THE PROBLEM ::
Work through the lines below and count those holding "coat"; reply with the number only.

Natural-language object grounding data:
* * *

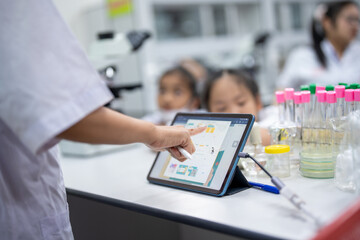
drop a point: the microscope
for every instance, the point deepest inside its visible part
(110, 49)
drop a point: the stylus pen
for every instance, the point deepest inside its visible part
(184, 153)
(265, 187)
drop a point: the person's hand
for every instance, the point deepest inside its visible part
(171, 137)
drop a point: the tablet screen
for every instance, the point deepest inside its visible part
(216, 152)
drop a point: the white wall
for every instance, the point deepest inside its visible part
(73, 12)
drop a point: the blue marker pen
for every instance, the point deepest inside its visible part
(265, 187)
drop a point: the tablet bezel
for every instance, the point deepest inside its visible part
(232, 166)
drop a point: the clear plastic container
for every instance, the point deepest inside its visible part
(278, 162)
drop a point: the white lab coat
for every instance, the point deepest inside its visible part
(303, 67)
(46, 85)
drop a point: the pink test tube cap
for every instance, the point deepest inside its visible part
(357, 95)
(319, 88)
(331, 97)
(289, 93)
(280, 96)
(305, 96)
(349, 95)
(321, 96)
(297, 97)
(340, 91)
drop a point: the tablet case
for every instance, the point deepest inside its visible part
(238, 183)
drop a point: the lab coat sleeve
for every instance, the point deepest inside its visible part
(46, 81)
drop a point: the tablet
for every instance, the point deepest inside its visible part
(215, 160)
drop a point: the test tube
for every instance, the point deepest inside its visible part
(349, 101)
(306, 123)
(356, 99)
(289, 105)
(280, 100)
(340, 96)
(320, 130)
(330, 117)
(329, 88)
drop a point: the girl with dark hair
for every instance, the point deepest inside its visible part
(177, 93)
(233, 91)
(334, 55)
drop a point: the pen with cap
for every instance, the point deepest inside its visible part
(265, 187)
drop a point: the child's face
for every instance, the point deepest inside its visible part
(174, 93)
(228, 96)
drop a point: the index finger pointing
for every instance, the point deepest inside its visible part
(195, 131)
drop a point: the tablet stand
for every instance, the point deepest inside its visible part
(238, 183)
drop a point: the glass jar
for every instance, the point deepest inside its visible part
(278, 163)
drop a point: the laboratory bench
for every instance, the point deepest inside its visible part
(110, 192)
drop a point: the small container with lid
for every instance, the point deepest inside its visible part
(278, 163)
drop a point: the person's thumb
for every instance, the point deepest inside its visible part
(194, 131)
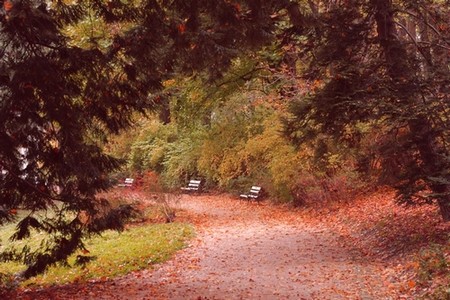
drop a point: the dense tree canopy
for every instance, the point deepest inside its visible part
(65, 87)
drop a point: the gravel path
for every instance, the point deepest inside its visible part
(246, 251)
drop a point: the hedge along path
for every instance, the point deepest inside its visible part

* * *

ANSWER BOX ::
2